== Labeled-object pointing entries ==
☆ ☆ ☆ ☆ ☆ ☆ ☆

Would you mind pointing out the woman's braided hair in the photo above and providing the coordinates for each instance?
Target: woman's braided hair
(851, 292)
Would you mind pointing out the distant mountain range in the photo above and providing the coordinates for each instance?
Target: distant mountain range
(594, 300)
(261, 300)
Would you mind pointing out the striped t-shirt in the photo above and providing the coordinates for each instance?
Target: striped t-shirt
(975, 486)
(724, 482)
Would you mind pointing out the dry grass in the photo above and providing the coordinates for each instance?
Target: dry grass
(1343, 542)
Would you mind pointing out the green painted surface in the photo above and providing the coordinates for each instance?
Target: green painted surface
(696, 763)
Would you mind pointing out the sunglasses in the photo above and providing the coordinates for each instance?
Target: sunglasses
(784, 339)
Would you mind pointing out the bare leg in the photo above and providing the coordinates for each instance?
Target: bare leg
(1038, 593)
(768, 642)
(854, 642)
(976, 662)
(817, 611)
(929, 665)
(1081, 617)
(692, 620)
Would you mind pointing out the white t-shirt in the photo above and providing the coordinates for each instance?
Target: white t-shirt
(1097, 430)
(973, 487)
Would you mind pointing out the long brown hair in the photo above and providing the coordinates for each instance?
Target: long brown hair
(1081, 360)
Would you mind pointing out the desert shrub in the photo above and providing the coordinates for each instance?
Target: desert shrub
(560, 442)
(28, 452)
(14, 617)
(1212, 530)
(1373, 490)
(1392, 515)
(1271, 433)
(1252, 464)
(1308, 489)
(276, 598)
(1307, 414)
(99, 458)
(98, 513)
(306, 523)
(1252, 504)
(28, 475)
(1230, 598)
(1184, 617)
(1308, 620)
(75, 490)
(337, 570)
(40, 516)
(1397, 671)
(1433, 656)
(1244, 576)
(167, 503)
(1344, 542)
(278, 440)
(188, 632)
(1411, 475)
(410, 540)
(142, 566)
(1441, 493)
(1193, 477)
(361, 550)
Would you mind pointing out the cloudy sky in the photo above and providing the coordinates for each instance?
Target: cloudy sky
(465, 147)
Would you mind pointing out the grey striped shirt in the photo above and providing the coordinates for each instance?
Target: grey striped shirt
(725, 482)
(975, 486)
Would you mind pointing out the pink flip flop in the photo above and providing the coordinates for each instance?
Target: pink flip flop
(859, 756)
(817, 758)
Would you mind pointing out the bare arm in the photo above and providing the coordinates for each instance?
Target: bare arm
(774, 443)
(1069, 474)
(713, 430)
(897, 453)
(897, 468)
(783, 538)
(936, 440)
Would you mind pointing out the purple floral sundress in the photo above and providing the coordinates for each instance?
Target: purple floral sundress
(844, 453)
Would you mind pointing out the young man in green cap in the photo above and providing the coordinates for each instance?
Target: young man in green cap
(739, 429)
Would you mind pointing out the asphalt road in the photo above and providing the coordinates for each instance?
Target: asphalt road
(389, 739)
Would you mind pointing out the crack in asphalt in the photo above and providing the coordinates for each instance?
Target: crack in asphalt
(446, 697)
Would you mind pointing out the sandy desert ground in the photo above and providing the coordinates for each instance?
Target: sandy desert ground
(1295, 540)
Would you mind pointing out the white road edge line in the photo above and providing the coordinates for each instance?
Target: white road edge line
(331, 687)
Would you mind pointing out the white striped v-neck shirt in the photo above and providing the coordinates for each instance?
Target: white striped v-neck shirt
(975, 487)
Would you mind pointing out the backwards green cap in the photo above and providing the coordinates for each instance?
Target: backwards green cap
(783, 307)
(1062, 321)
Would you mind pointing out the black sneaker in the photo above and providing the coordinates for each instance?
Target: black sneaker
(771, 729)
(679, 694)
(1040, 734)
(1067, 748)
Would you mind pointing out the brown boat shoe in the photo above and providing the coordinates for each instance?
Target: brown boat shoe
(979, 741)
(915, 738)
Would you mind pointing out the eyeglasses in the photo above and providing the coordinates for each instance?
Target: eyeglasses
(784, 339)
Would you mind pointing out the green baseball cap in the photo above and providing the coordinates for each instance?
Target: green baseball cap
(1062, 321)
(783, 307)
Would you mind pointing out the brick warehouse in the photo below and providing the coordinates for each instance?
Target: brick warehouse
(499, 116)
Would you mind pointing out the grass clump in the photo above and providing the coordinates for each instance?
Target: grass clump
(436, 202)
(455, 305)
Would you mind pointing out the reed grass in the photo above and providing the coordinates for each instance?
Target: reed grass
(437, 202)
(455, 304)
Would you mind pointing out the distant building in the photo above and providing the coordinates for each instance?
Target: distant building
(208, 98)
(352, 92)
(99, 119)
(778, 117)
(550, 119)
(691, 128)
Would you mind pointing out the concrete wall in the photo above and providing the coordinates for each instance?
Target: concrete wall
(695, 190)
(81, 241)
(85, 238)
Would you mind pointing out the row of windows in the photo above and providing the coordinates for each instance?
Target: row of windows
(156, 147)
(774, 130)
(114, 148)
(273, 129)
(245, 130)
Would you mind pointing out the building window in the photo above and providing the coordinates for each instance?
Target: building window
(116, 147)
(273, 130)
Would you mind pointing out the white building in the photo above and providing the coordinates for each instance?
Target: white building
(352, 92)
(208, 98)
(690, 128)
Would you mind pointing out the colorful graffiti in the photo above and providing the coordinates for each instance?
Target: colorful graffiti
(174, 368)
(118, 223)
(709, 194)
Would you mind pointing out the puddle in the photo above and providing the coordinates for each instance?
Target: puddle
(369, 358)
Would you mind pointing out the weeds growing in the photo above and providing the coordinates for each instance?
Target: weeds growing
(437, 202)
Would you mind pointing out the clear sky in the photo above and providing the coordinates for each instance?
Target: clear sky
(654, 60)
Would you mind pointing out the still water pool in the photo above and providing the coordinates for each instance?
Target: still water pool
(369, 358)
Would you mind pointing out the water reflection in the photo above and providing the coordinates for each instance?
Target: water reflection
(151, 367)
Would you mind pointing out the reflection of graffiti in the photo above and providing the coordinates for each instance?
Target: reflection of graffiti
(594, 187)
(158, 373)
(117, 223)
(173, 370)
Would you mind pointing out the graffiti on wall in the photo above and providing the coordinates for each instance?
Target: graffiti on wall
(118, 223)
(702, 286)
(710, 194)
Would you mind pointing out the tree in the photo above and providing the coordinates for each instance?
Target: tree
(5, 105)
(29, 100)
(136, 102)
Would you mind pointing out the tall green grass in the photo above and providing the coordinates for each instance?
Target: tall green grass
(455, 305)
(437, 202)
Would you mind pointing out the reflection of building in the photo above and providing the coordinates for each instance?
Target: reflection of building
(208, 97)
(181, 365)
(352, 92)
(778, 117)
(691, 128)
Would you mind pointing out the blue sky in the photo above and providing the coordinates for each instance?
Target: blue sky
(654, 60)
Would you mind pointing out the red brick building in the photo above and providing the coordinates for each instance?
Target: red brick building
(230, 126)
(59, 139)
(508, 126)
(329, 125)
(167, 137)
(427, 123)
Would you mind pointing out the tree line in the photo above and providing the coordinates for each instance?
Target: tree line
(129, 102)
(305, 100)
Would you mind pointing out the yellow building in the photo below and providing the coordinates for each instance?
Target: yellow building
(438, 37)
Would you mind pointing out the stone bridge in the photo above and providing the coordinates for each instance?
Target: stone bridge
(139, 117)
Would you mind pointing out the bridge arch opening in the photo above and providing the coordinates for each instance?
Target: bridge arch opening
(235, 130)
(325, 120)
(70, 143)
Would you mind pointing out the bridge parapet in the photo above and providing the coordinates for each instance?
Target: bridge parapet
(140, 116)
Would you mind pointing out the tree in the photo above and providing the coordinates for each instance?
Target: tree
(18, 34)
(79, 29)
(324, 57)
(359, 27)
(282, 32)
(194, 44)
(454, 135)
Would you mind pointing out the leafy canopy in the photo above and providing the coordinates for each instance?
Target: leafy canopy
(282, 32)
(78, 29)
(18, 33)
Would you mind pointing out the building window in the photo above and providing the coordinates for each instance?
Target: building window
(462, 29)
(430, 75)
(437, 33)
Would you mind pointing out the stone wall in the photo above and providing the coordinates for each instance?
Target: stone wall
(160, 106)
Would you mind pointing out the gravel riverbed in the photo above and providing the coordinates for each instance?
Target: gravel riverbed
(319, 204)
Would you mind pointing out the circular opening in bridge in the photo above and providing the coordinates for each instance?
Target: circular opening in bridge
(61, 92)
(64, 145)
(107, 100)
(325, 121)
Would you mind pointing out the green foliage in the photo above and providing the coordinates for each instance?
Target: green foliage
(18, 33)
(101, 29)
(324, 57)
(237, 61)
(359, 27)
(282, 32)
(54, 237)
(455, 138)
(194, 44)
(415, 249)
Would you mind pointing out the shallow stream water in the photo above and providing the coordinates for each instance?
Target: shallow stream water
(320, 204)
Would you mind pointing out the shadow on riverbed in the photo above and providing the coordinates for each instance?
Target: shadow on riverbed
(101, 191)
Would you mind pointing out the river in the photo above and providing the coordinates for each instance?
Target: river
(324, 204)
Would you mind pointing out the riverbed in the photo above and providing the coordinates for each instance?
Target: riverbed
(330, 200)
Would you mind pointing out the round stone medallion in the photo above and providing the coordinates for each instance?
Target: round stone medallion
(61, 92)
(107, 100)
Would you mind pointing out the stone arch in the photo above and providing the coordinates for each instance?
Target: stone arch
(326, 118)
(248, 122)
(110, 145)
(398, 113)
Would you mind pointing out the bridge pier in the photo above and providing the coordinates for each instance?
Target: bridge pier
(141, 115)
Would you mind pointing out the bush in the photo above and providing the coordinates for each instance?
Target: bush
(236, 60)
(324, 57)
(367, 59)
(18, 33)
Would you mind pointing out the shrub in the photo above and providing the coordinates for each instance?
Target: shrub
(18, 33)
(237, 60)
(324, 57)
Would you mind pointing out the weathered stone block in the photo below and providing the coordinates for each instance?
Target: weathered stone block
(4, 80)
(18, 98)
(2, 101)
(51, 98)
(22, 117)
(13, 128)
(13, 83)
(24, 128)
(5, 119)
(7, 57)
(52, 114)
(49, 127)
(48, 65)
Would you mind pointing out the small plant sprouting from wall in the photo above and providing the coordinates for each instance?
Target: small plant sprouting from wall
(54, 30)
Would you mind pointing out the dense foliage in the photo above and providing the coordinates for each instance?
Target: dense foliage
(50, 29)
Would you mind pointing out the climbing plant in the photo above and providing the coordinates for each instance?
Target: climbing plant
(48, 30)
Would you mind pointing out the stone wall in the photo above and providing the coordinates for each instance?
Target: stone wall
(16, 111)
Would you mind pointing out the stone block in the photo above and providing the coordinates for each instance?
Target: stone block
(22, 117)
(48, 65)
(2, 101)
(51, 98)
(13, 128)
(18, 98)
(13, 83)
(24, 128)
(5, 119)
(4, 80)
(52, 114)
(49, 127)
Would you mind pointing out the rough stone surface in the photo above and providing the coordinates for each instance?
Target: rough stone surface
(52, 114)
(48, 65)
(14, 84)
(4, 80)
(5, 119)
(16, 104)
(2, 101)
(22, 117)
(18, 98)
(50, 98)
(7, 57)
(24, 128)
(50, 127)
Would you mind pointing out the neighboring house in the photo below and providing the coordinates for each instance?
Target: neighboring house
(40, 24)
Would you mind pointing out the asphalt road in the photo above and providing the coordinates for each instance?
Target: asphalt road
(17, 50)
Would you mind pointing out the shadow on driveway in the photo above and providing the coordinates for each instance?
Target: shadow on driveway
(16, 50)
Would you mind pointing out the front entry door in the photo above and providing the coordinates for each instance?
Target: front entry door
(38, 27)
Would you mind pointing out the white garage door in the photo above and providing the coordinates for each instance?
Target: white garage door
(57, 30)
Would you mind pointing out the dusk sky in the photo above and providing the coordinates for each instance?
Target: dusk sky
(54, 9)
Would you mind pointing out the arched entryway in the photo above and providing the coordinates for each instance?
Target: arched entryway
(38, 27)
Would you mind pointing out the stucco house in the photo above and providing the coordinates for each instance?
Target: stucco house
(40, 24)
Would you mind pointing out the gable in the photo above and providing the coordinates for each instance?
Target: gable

☆ ☆ ☆ ☆ ☆ ☆ ☆

== PROBLEM ==
Each line from the one containing "Would you mind pointing out the shadow on driveway" to the end of the listing above should be copied exactly, and nothing else.

== WORKED ANSWER ==
Would you mind pointing out the shadow on driveway in the photo above and providing the coordinates for each instance?
Target: shadow on driveway
(16, 50)
Would you mind pointing out the front entry door in the photo above and providing the coordinates for each instance?
Target: front entry door
(38, 27)
Would you mind pointing out the white garage door in the photo above and providing the coordinates for each instance?
Target: white garage door
(57, 30)
Would you mind pointing out the dusk sky in the photo above and providing the coordinates for each instance?
Target: dusk sky
(54, 9)
Would you mind pointing out the arched entryway in the photo above and providing the coordinates for each instance?
Target: arched entryway
(38, 27)
Would you mind pointing out the stucco house in the photo above and providing the coordinates for each instance?
Target: stucco house
(40, 24)
Would you mind pointing out the gable in the photo above and providing the coordinates for each instance?
Target: gable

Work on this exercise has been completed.